*** Provided entries

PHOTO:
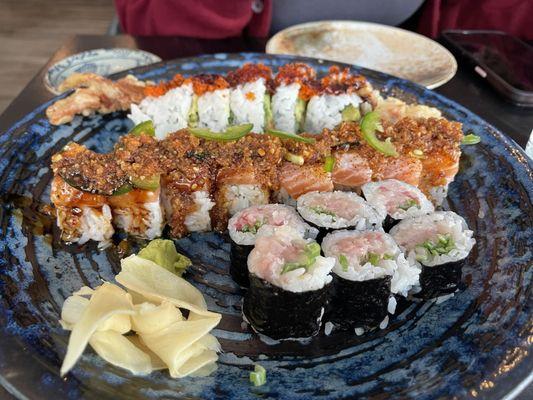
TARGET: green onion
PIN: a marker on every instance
(350, 113)
(288, 135)
(373, 258)
(343, 261)
(369, 125)
(258, 375)
(408, 204)
(471, 139)
(294, 158)
(232, 133)
(146, 127)
(253, 228)
(329, 163)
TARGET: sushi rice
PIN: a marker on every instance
(244, 226)
(247, 103)
(352, 251)
(277, 245)
(337, 210)
(324, 111)
(397, 199)
(169, 112)
(435, 239)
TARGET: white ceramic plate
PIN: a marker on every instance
(383, 48)
(99, 61)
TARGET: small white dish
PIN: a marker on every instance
(99, 61)
(379, 47)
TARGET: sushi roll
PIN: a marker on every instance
(397, 200)
(439, 242)
(293, 86)
(338, 210)
(338, 99)
(243, 228)
(250, 96)
(211, 103)
(289, 282)
(172, 110)
(81, 216)
(368, 267)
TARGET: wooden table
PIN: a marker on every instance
(466, 88)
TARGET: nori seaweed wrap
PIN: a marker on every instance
(289, 282)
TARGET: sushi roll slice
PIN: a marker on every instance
(138, 212)
(339, 99)
(243, 228)
(439, 242)
(293, 86)
(296, 180)
(81, 216)
(289, 282)
(368, 267)
(250, 96)
(397, 200)
(211, 102)
(338, 210)
(171, 108)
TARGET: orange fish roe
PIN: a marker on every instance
(208, 83)
(337, 81)
(249, 73)
(163, 87)
(298, 73)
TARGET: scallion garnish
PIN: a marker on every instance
(329, 163)
(471, 139)
(343, 261)
(258, 375)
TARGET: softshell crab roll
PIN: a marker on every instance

******

• Task statement
Rewrite the rows above as a numbered list, with any blank lines and all pictures left out.

• Task output
1. PHOTO:
2. TARGET: green onion
3. PIN: a marker on every instance
4. (350, 113)
5. (288, 135)
6. (373, 258)
7. (343, 261)
8. (369, 125)
9. (258, 375)
10. (408, 204)
11. (471, 139)
12. (294, 158)
13. (232, 133)
14. (146, 127)
15. (253, 228)
16. (329, 163)
17. TARGET: sushi rice
18. PIN: a marker on every instance
19. (244, 226)
20. (247, 103)
21. (352, 251)
22. (277, 245)
23. (337, 210)
24. (324, 111)
25. (397, 199)
26. (169, 112)
27. (435, 239)
28. TARGET: white ceramic plate
29. PIN: a marker on every instance
30. (383, 48)
31. (99, 61)
32. TARGET: small white dish
33. PIN: a marker on every instance
34. (99, 61)
35. (379, 47)
36. TARGET: sushi roll
37. PIN: a marker on every instance
38. (397, 200)
39. (439, 242)
40. (293, 86)
41. (338, 210)
42. (338, 99)
43. (243, 228)
44. (250, 96)
45. (211, 103)
46. (289, 282)
47. (172, 110)
48. (81, 216)
49. (368, 267)
50. TARGET: wooden table
51. PIN: a marker on every instance
52. (466, 88)
53. TARGET: nori seaweed wrap
54. PIN: a marker on every instance
55. (289, 282)
56. TARGET: sushi roll slice
57. PIN: a marker on every instance
58. (138, 212)
59. (339, 99)
60. (243, 228)
61. (439, 242)
62. (293, 86)
63. (296, 180)
64. (81, 216)
65. (289, 282)
66. (368, 267)
67. (250, 96)
68. (397, 200)
69. (211, 102)
70. (338, 210)
71. (171, 108)
72. TARGET: orange fish roe
73. PIN: a marker on every instance
74. (208, 83)
75. (337, 81)
76. (249, 73)
77. (163, 87)
78. (298, 73)
79. TARGET: scallion garnish
80. PIN: a marker on every instance
81. (329, 163)
82. (471, 139)
83. (343, 261)
84. (258, 375)
85. TARGET: softshell crab roll
86. PIN: a marker on every instance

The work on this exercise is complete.